◆ **Exercise**: Rewrite the lines running from the one that contains "Could you please" through the one that contains "Within one instance, a", swapping "mask" for "region" and leaving everything else unchanged.
[Provided entries start]
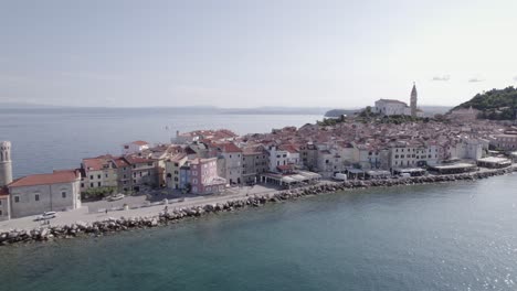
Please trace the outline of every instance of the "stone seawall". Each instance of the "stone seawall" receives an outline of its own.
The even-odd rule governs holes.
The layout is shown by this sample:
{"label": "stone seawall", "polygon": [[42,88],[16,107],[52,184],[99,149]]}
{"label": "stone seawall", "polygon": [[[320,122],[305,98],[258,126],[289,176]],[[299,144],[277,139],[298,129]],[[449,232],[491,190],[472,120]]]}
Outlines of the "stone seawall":
{"label": "stone seawall", "polygon": [[188,217],[199,217],[210,213],[232,212],[245,207],[258,207],[266,203],[276,203],[297,197],[318,195],[324,193],[335,193],[352,188],[368,187],[390,187],[401,185],[416,185],[444,183],[454,181],[474,181],[495,175],[503,175],[513,172],[513,169],[502,169],[489,172],[476,172],[455,175],[421,176],[407,177],[398,180],[369,180],[369,181],[346,181],[336,184],[320,184],[303,188],[286,190],[274,194],[264,194],[247,196],[240,200],[230,200],[225,203],[205,204],[203,206],[193,206],[179,208],[160,213],[156,216],[131,217],[131,218],[109,218],[94,223],[74,223],[65,226],[39,227],[32,230],[10,230],[0,233],[0,245],[11,245],[17,242],[46,241],[56,238],[72,238],[80,236],[102,236],[104,234],[116,233],[120,230],[139,229],[157,227],[177,223]]}

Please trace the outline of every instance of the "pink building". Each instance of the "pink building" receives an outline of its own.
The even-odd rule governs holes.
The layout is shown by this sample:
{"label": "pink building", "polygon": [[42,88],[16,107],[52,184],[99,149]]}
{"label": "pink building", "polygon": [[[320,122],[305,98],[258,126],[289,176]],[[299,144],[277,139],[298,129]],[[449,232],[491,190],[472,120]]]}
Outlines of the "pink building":
{"label": "pink building", "polygon": [[218,175],[218,159],[190,161],[190,184],[193,194],[212,194],[224,191],[226,180]]}

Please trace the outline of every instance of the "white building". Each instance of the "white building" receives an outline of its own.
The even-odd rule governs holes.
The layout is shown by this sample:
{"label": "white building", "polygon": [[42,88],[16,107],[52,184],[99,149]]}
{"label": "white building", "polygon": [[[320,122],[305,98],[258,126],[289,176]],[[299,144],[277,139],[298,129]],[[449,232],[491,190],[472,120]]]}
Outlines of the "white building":
{"label": "white building", "polygon": [[136,140],[129,143],[124,143],[122,153],[124,155],[133,154],[133,153],[141,152],[147,149],[149,149],[149,143],[147,141]]}
{"label": "white building", "polygon": [[10,216],[23,217],[43,212],[81,207],[81,174],[76,170],[28,175],[8,185]]}
{"label": "white building", "polygon": [[270,146],[267,148],[270,153],[270,171],[277,172],[277,166],[289,164],[289,152],[281,150],[276,146]]}
{"label": "white building", "polygon": [[439,162],[439,147],[420,142],[401,141],[390,147],[390,169],[435,165]]}
{"label": "white building", "polygon": [[233,142],[218,146],[220,158],[218,174],[226,179],[230,185],[242,183],[242,150]]}
{"label": "white building", "polygon": [[379,99],[376,101],[373,112],[386,116],[411,115],[411,108],[403,101],[394,99]]}

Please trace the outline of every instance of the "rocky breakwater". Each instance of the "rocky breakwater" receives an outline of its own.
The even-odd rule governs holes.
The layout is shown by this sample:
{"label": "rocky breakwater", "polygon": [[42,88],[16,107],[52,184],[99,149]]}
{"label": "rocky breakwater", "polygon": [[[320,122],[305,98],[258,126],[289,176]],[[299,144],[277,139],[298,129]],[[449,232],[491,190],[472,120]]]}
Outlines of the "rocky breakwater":
{"label": "rocky breakwater", "polygon": [[189,217],[200,217],[203,215],[232,212],[246,207],[260,207],[266,203],[277,203],[295,200],[308,195],[324,193],[342,192],[354,188],[367,187],[389,187],[401,185],[444,183],[454,181],[474,181],[495,175],[503,175],[511,172],[513,169],[503,169],[490,172],[475,172],[455,175],[429,175],[419,177],[407,177],[397,180],[369,180],[369,181],[346,181],[341,183],[318,184],[314,186],[287,190],[274,194],[246,196],[238,200],[230,200],[224,203],[205,204],[186,208],[177,208],[169,212],[161,212],[156,216],[130,217],[130,218],[108,218],[94,223],[76,222],[65,226],[40,227],[32,230],[9,230],[0,233],[0,245],[12,245],[17,242],[46,241],[59,238],[72,238],[77,236],[103,236],[109,233],[117,233],[129,229],[141,229],[157,227],[177,223]]}

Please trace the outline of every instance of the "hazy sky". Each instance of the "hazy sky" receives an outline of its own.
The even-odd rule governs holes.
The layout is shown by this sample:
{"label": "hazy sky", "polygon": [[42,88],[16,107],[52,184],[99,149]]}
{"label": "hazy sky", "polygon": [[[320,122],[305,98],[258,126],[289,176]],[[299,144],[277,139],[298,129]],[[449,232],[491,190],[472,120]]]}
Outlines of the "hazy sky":
{"label": "hazy sky", "polygon": [[0,0],[0,103],[456,105],[517,84],[516,0]]}

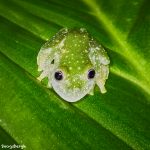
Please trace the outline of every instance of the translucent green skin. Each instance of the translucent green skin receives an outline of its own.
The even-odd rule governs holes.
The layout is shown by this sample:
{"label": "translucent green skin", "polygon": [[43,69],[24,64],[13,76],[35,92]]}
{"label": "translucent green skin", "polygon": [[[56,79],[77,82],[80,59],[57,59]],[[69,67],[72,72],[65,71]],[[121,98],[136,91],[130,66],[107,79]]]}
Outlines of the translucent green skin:
{"label": "translucent green skin", "polygon": [[[42,46],[38,56],[39,80],[48,77],[48,87],[68,102],[76,102],[86,94],[93,95],[97,84],[106,92],[105,81],[109,74],[110,61],[104,48],[89,33],[81,29],[62,29]],[[88,78],[88,72],[96,74]],[[61,71],[62,80],[56,80],[55,72]]]}

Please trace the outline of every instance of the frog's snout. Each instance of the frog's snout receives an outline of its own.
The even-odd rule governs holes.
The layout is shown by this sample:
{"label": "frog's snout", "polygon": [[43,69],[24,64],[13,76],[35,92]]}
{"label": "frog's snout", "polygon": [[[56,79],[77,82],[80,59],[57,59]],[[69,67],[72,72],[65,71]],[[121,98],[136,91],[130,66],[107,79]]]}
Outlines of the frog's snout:
{"label": "frog's snout", "polygon": [[89,93],[93,88],[94,81],[73,78],[64,81],[53,81],[52,86],[55,92],[68,102],[79,101],[82,97]]}

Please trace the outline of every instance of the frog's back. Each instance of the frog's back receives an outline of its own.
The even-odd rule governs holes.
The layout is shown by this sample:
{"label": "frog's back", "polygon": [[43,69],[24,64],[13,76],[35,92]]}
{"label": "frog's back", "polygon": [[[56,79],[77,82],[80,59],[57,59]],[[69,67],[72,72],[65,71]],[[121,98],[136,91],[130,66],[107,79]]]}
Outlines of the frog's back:
{"label": "frog's back", "polygon": [[89,34],[84,29],[70,30],[64,39],[61,63],[68,69],[79,72],[89,62]]}

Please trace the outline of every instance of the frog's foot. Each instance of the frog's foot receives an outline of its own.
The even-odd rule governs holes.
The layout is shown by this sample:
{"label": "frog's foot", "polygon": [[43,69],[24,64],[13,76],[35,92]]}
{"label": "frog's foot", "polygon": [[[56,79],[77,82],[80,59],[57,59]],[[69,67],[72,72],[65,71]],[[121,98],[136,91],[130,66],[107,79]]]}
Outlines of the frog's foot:
{"label": "frog's foot", "polygon": [[44,79],[46,76],[47,76],[47,72],[43,71],[43,72],[41,73],[41,75],[40,75],[39,77],[37,77],[37,79],[38,79],[39,81],[41,81],[41,80]]}
{"label": "frog's foot", "polygon": [[98,81],[97,85],[99,86],[101,93],[106,93],[107,92],[104,82]]}
{"label": "frog's foot", "polygon": [[51,82],[48,81],[47,88],[52,88]]}

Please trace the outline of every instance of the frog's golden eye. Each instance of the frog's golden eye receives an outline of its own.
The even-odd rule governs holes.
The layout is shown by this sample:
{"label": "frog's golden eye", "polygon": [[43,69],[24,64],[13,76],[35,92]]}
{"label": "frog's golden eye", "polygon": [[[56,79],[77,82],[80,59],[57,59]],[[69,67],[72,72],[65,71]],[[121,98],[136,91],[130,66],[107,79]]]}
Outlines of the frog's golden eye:
{"label": "frog's golden eye", "polygon": [[54,77],[56,80],[62,80],[63,79],[63,73],[61,71],[57,71],[57,72],[55,72]]}
{"label": "frog's golden eye", "polygon": [[95,70],[94,69],[90,69],[88,71],[88,79],[92,79],[95,77]]}

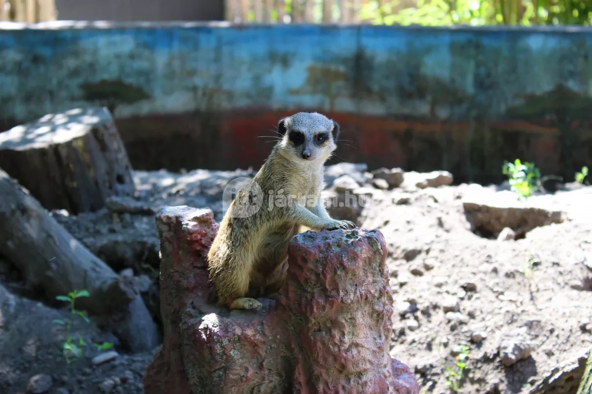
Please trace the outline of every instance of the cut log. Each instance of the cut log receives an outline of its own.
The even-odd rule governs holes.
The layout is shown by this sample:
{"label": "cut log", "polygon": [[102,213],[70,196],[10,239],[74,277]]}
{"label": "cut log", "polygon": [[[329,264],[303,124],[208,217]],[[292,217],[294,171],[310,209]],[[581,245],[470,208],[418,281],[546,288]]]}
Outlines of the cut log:
{"label": "cut log", "polygon": [[0,168],[47,209],[74,214],[134,191],[127,153],[106,108],[47,115],[0,133]]}
{"label": "cut log", "polygon": [[133,351],[149,350],[159,338],[131,278],[120,277],[73,238],[28,191],[0,169],[0,255],[50,299],[87,290],[79,309],[116,332]]}

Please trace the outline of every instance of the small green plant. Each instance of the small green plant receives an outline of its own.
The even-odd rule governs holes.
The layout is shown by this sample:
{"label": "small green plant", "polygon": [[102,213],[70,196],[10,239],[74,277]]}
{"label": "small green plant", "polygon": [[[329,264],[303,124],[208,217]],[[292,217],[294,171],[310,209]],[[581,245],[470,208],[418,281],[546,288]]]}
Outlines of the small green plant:
{"label": "small green plant", "polygon": [[[66,327],[66,341],[62,344],[62,351],[66,358],[66,362],[69,364],[82,356],[82,349],[86,346],[86,343],[82,338],[78,338],[78,340],[70,334],[72,323],[74,321],[76,315],[80,316],[87,323],[91,322],[86,314],[83,311],[79,311],[76,309],[75,301],[76,298],[81,297],[88,297],[90,295],[86,290],[74,290],[67,294],[67,295],[58,295],[56,299],[70,303],[70,317],[67,321],[64,321],[60,319],[54,319],[53,323],[56,324],[63,325]],[[99,350],[107,350],[113,346],[111,342],[105,342],[101,344],[94,344]]]}
{"label": "small green plant", "polygon": [[516,159],[513,163],[506,161],[501,173],[507,176],[512,191],[519,199],[527,198],[539,187],[540,171],[533,163],[522,162]]}
{"label": "small green plant", "polygon": [[582,167],[582,171],[575,173],[575,181],[581,184],[584,183],[584,180],[588,176],[588,167],[584,165]]}
{"label": "small green plant", "polygon": [[456,357],[457,360],[456,369],[454,370],[450,367],[446,367],[446,382],[451,390],[458,393],[461,388],[461,380],[462,379],[465,368],[466,367],[466,362],[469,357],[470,348],[466,345],[458,345],[453,350],[455,353],[458,353]]}

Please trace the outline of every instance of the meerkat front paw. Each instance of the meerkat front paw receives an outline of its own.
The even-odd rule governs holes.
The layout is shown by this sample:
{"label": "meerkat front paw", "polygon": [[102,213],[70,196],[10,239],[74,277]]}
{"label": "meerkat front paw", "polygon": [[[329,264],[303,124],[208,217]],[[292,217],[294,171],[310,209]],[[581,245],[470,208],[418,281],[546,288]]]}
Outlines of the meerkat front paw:
{"label": "meerkat front paw", "polygon": [[237,298],[230,304],[230,309],[260,309],[262,305],[253,298]]}
{"label": "meerkat front paw", "polygon": [[350,230],[356,228],[356,225],[349,220],[332,220],[327,223],[323,227],[323,230]]}

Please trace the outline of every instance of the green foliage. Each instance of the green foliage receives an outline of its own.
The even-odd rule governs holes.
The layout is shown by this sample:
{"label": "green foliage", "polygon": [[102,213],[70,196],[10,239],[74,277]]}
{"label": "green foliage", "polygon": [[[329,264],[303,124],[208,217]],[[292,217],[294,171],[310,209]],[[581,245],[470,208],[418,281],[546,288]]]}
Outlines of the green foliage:
{"label": "green foliage", "polygon": [[453,350],[458,353],[456,356],[456,370],[450,367],[446,367],[446,382],[451,389],[458,393],[461,388],[461,380],[466,367],[466,362],[469,358],[469,351],[471,350],[466,345],[458,345]]}
{"label": "green foliage", "polygon": [[540,171],[533,163],[516,159],[513,163],[504,162],[501,173],[508,177],[512,191],[518,195],[519,199],[527,198],[538,188],[540,179]]}
{"label": "green foliage", "polygon": [[[75,290],[68,293],[67,295],[58,295],[56,297],[56,299],[59,301],[70,303],[70,317],[68,318],[68,321],[64,321],[60,319],[54,319],[53,320],[54,324],[59,324],[66,327],[66,341],[62,344],[62,351],[64,355],[64,357],[66,359],[66,362],[68,364],[81,357],[83,353],[82,349],[86,346],[86,343],[84,339],[78,338],[78,341],[76,341],[76,338],[70,335],[70,333],[72,329],[72,323],[74,321],[74,318],[76,316],[81,317],[87,323],[91,322],[86,312],[83,311],[77,310],[75,306],[76,298],[88,297],[90,297],[90,294],[89,294],[86,290],[81,290],[80,291]],[[76,344],[76,343],[78,343],[78,344]],[[111,342],[104,342],[101,344],[96,343],[93,344],[99,350],[107,350],[113,346],[113,344]]]}
{"label": "green foliage", "polygon": [[400,2],[371,0],[362,7],[360,17],[375,24],[424,26],[590,25],[592,22],[592,4],[582,0],[417,0],[416,6],[403,8]]}
{"label": "green foliage", "polygon": [[584,180],[588,176],[588,167],[584,165],[582,167],[582,171],[575,173],[575,181],[581,184],[584,183]]}

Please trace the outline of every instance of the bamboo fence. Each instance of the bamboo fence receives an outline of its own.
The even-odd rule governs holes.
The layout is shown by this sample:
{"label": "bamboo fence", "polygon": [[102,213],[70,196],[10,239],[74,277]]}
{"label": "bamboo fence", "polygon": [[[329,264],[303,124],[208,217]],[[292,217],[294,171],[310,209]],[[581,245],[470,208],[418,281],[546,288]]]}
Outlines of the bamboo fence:
{"label": "bamboo fence", "polygon": [[0,21],[36,23],[57,16],[54,0],[0,0]]}
{"label": "bamboo fence", "polygon": [[368,1],[224,0],[225,18],[242,23],[360,23],[361,7]]}

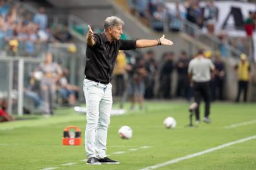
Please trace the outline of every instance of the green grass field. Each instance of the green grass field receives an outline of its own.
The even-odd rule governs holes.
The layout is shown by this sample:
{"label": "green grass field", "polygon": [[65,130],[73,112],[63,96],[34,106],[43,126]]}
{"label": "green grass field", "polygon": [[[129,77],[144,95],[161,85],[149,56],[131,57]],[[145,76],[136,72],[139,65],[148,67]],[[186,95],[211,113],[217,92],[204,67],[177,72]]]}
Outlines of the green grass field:
{"label": "green grass field", "polygon": [[[56,115],[49,118],[32,116],[35,119],[0,124],[0,169],[140,169],[256,135],[255,103],[212,103],[212,123],[201,122],[197,128],[185,127],[189,123],[187,103],[152,101],[146,105],[146,109],[142,111],[127,111],[124,115],[111,118],[107,154],[120,161],[119,165],[88,166],[81,161],[86,159],[83,139],[86,116],[73,108],[59,108]],[[127,103],[125,108],[129,106]],[[202,111],[202,106],[201,117]],[[163,127],[163,120],[169,116],[177,122],[175,129]],[[253,120],[254,123],[223,128]],[[81,129],[83,145],[62,145],[62,131],[67,125]],[[118,135],[122,125],[132,128],[131,139],[123,140]],[[144,146],[148,147],[141,148]],[[63,165],[67,163],[74,164]],[[256,139],[157,169],[256,169]]]}

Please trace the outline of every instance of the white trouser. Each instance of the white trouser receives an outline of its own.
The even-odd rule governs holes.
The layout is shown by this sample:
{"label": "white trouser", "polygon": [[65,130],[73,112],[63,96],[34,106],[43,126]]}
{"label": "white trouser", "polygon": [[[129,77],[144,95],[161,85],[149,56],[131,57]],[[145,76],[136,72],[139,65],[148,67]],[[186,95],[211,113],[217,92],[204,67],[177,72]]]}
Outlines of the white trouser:
{"label": "white trouser", "polygon": [[85,150],[87,157],[106,156],[107,136],[112,106],[112,85],[84,79],[83,90],[86,102]]}

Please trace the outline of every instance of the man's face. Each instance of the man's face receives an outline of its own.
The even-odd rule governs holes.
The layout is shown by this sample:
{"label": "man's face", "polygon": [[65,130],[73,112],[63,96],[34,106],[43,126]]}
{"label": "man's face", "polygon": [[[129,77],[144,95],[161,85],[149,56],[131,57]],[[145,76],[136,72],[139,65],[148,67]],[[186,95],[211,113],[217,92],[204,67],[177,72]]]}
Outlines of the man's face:
{"label": "man's face", "polygon": [[121,37],[123,31],[122,30],[122,25],[114,26],[110,30],[111,38],[113,40],[118,40]]}

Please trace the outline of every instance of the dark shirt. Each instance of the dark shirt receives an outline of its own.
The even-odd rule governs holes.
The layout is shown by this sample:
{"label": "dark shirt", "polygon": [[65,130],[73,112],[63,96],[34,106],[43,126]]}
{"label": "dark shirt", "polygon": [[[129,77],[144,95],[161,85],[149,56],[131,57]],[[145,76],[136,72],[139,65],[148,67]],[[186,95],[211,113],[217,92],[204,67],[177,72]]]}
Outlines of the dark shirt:
{"label": "dark shirt", "polygon": [[171,74],[173,70],[172,60],[167,60],[164,64],[161,69],[161,75]]}
{"label": "dark shirt", "polygon": [[215,69],[218,71],[224,71],[224,63],[223,62],[215,62]]}
{"label": "dark shirt", "polygon": [[[183,67],[178,67],[178,64],[180,63],[183,64]],[[184,75],[185,76],[187,76],[187,70],[189,68],[189,60],[188,59],[185,59],[185,60],[182,60],[182,59],[180,59],[178,60],[177,63],[177,72],[178,72],[178,74],[179,75]]]}
{"label": "dark shirt", "polygon": [[136,48],[136,40],[113,40],[111,43],[104,33],[94,33],[95,43],[87,45],[84,74],[88,79],[107,83],[111,81],[119,50]]}

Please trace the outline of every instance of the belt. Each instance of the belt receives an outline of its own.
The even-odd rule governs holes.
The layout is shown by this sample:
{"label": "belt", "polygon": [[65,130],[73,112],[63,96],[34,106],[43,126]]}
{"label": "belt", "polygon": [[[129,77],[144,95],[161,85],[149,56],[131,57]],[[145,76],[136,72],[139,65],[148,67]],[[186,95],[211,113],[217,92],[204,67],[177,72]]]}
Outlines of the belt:
{"label": "belt", "polygon": [[88,76],[85,76],[85,78],[88,80],[93,81],[96,82],[102,83],[102,84],[108,84],[109,81],[98,81],[95,78],[88,77]]}

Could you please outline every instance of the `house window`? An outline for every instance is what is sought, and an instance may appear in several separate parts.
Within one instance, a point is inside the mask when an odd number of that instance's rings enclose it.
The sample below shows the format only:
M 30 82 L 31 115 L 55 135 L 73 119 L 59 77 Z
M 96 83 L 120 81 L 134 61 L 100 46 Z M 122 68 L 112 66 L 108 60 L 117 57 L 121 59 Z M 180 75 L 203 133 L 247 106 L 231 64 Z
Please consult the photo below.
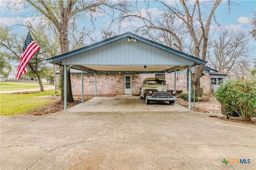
[Provided entries end]
◆ **The reply**:
Could you please outline every instance of the `house window`? An outline for every instance is what is sought, and an instance may appear in several separate parts.
Within one instance, a point is inside the region when an odd number of that instance's rings enclose it.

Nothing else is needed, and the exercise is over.